**REQUIRED ACTION A:**
Rewrite part of the records as a Markdown table with columns Row and Line, starting with the line containing "</instance>" and going on through the end of the records. Number each row and omit blank lines.

**TEXT EXCERPT:**

▬▬▬▬▬▬

Ah! I’ve got it, we’ll head to Sentosa in the afternoon when the blazing tropical sun is not directly overhead, then get a ride home from KL when he’s done with work. Mom in law is cooking dinner so I don’t have to worry about being back early to cook. As they used to say on the A-Team, “I love it when a plan comes together!”
Yesterday I left them to do whatever they wanted the whole afternoon while I did housework and organizing, so really, in a way, I owe it to them to do something they would like today. I often have these internal debates about whether I am being too authoritarian or whether I am being too child-centered or whether I am being utterly self-centred. Frankly, I like being in charge, so I am quite happy to uphold the Biblical principle of parental authority. That suits me fine. But then these other Biblical principles come into play that don’t fit so nicely with my nature….like laying down my life for another, possessing a meek and quiet spirit, considering others better than myself, and all the other ego-busting commands that God has me follow to lead me into humility. My life is not to be self-, parent-, or child-centred but God-centred.
Reading Romans in the past few days has reminded me of where I stand before this God who is to be at the centre. I stand in grace…in the midst of grace, as if it is an enormous, protected shallow lake and I stand knee deep right in the centre of it. Nothing can reach me or take me out of it. I am amazed again by the extent of this grace.
First I was saved and then made right (justified) and now..He went so far as to reconcile me to Himself. As if escaping his wrath weren’t enough, I now have a fully restored relationship. I pray I’ll live the day to day existence in light of this.

▬▬▬▬▬▬

**SUPPLIED INFORMATION:**
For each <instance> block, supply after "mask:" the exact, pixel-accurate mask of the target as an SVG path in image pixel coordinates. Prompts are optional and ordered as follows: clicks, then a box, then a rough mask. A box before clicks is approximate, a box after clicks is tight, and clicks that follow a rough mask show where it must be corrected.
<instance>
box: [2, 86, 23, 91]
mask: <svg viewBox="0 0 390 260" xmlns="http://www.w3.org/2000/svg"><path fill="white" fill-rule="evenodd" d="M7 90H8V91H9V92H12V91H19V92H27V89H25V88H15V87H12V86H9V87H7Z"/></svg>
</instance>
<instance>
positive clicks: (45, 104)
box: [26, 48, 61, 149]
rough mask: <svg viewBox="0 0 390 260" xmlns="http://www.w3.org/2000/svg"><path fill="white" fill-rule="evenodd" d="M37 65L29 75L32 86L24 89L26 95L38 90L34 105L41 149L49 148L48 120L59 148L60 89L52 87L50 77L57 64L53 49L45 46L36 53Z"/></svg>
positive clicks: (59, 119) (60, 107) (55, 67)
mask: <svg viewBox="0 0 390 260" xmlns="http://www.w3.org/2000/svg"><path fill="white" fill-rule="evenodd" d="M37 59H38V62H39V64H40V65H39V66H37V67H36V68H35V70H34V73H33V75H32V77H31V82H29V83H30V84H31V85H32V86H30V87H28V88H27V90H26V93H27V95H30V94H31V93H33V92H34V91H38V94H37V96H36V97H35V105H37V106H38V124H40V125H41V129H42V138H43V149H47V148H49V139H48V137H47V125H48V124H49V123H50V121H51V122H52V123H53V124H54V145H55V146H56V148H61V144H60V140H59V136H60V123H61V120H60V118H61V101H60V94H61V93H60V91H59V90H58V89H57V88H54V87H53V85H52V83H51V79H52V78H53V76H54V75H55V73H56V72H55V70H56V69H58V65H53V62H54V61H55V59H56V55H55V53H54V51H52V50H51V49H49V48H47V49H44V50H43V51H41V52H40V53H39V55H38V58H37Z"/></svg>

▬▬▬▬▬▬

**REQUIRED ACTION B:**
Reproduce the part of the text excerpt that starts with "First I was" and goes on through "light of this.", word for word.

**OUTPUT A:**
| Row | Line |
|---|---|
| 1 | </instance> |
| 2 | <instance> |
| 3 | positive clicks: (45, 104) |
| 4 | box: [26, 48, 61, 149] |
| 5 | rough mask: <svg viewBox="0 0 390 260" xmlns="http://www.w3.org/2000/svg"><path fill="white" fill-rule="evenodd" d="M37 65L29 75L32 86L24 89L26 95L38 90L34 105L41 149L49 148L48 120L59 148L60 89L52 87L50 77L57 64L53 49L45 46L36 53Z"/></svg> |
| 6 | positive clicks: (59, 119) (60, 107) (55, 67) |
| 7 | mask: <svg viewBox="0 0 390 260" xmlns="http://www.w3.org/2000/svg"><path fill="white" fill-rule="evenodd" d="M37 59H38V62H39V64H40V65H39V66H37V67H36V68H35V70H34V73H33V75H32V77H31V82H29V83H30V84H31V85H32V86H30V87H28V88H27V90H26V93H27V95H30V94H31V93H33V92H34V91H38V94H37V96H36V97H35V105H37V106H38V124H40V125H41V129H42V138H43V149H47V148H49V139H48V137H47V125H48V124H49V123H50V121H51V122H52V123H53V124H54V145H55V146H56V148H61V144H60V140H59V136H60V123H61V120H60V118H61V101H60V94H61V93H60V91H59V90H58V89H57V88H54V87H53V85H52V83H51V79H52V78H53V76H54V75H55V73H56V72H55V70H56V69H58V65H53V62H54V61H55V59H56V55H55V53H54V51H52V50H51V49H49V48H47V49H44V50H43V51H41V52H40V53H39V55H38V58H37Z"/></svg> |

**OUTPUT B:**
First I was saved and then made right (justified) and now..He went so far as to reconcile me to Himself. As if escaping his wrath weren’t enough, I now have a fully restored relationship. I pray I’ll live the day to day existence in light of this.